> Challenge
Copy the Long Caption API page starting at "Hive’s Long Caption" and ending at "question and answer.", and replace "response field" with "output field" throughout that stretch.

--- start of Excerpt provided ---

Hive’s Long Caption API generates natural-language descriptions for images with an adjustable length limit of up to 512 tokens. For every image input, the model outputs a short text string that describes what is shown in that image. This model also accepts questions about the image as an optional input, and the answer to that question will be included in the model response (i.e., what color is the cat? or how many cats are in the image?).

The output of our Long Caption API contains the image's caption as a text string in the response field. If a question about the image was included in the API call, the response field instead contains the answer to that question. In other words, responses to API calls that included a question do not contain a caption, only the question and answer.

An example JSON response with no question and no optional max_tokens limit is shown below:

{
      "status": {
        "code": "0",
        "message": "SUCCESS"
      },
      "_version": 2,
      "response": {
        "response": "The image features a young boy standing in a field of tall grass, with his arms outstretched. He appears to be enjoying the open space and the surrounding environment. The boy is wearing an orange and white striped shirt, which adds a pop of color to the scene. The field is vast, with the grass reaching up to the boy's waist, creating a sense of freedom and adventure. The boy's outstretched arms suggest that he is embracing the moment and the beauty of the natural surroundings."
      }
    }
  ]
}

Here is an example JSON response for the same image with a max_tokens limit of 10:

{
  "status": [
    {
      "status": {
        "code": "0",
        "message": "SUCCESS"
      },
      "_version": 2,
      "response": {
        "response": "The image features a young boy standing in a field"
      }
    }
  ]
}

An example JSON response to the question What should I do when I see this sign? for an image of a stop sign:

{
  "status": [
    {
      "status": {
        "code": "0",
        "message": "SUCCESS"
      },
      "_version": 2,
      "response": {
        "question": "what sign is in this picture other than the stop sign?",
        "response": "In addition to the stop sign, there is a blue sign with a white arrow pointing to the right in the picture."
      }
    }
  ]
}

--- end of Excerpt provided ---
--- start of Given records ---

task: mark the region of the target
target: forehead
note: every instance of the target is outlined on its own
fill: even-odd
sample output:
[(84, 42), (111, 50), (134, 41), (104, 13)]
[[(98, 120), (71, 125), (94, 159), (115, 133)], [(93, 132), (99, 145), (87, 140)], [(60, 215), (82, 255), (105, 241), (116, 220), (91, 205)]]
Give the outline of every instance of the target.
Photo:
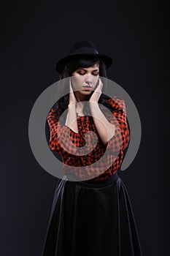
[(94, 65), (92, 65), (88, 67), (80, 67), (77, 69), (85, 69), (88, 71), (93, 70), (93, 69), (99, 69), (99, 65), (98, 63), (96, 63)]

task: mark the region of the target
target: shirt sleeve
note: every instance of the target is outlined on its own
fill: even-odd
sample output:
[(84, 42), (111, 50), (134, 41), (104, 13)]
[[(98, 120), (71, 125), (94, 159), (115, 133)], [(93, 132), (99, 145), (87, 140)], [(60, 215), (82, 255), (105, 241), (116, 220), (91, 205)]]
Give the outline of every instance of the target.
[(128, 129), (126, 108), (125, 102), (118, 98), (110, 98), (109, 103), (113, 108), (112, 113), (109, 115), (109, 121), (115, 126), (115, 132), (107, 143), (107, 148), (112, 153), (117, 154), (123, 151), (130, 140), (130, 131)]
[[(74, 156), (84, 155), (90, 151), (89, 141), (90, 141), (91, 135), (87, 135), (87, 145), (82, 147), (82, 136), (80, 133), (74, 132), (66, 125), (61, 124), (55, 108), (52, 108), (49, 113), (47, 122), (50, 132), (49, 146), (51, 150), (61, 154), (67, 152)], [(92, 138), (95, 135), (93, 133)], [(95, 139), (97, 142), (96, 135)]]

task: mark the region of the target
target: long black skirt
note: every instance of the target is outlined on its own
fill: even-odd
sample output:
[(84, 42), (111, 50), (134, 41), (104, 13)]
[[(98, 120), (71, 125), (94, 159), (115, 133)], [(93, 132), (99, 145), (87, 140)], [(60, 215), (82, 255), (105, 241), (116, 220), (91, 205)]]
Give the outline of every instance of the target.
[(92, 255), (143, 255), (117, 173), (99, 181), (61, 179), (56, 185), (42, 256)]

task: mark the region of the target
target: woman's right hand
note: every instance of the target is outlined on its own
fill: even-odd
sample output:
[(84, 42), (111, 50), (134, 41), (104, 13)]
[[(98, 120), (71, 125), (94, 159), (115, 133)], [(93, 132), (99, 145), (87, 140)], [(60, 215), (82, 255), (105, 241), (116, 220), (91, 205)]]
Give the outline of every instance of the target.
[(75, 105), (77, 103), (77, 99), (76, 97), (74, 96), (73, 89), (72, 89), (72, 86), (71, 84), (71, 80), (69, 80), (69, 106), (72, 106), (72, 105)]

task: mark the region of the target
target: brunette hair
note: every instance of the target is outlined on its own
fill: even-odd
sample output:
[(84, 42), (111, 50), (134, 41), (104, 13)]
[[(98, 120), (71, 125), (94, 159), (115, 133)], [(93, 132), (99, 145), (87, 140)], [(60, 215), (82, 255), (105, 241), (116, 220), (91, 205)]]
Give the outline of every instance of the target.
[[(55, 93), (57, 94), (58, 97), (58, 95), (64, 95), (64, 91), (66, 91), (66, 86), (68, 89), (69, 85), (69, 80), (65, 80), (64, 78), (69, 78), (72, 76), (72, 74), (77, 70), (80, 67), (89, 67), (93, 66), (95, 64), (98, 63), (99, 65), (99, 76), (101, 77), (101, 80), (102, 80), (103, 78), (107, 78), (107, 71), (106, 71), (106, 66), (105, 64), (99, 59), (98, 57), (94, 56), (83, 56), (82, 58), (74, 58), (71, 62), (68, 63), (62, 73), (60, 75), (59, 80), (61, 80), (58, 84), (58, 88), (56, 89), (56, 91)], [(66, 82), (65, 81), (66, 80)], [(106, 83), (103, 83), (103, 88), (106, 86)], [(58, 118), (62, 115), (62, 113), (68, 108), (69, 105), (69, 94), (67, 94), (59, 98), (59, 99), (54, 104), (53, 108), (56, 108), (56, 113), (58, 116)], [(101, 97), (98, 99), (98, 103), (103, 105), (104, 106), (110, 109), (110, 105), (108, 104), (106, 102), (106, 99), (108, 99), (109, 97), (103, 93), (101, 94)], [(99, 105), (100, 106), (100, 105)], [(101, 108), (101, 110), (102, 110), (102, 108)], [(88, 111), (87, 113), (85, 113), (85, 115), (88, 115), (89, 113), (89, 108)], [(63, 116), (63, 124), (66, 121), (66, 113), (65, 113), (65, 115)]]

--- end of Given records ---

> Finished answer
Hive’s Long Caption API generates natural-language descriptions for images with an adjustable length limit of up to 512 tokens. For every image input, the model outputs a short text string that describes what is shown in that image. This model also accepts questions about the image as an optional input, and the answer to that question will be included in the model response (i.e., what color is the cat? or how many cats are in the image?).

The output of our Long Caption API contains the image's caption as a text string in the output field. If a question about the image was included in the API call, the output field instead contains the answer to that question. In other words, responses to API calls that included a question do not contain a caption, only the question and answer.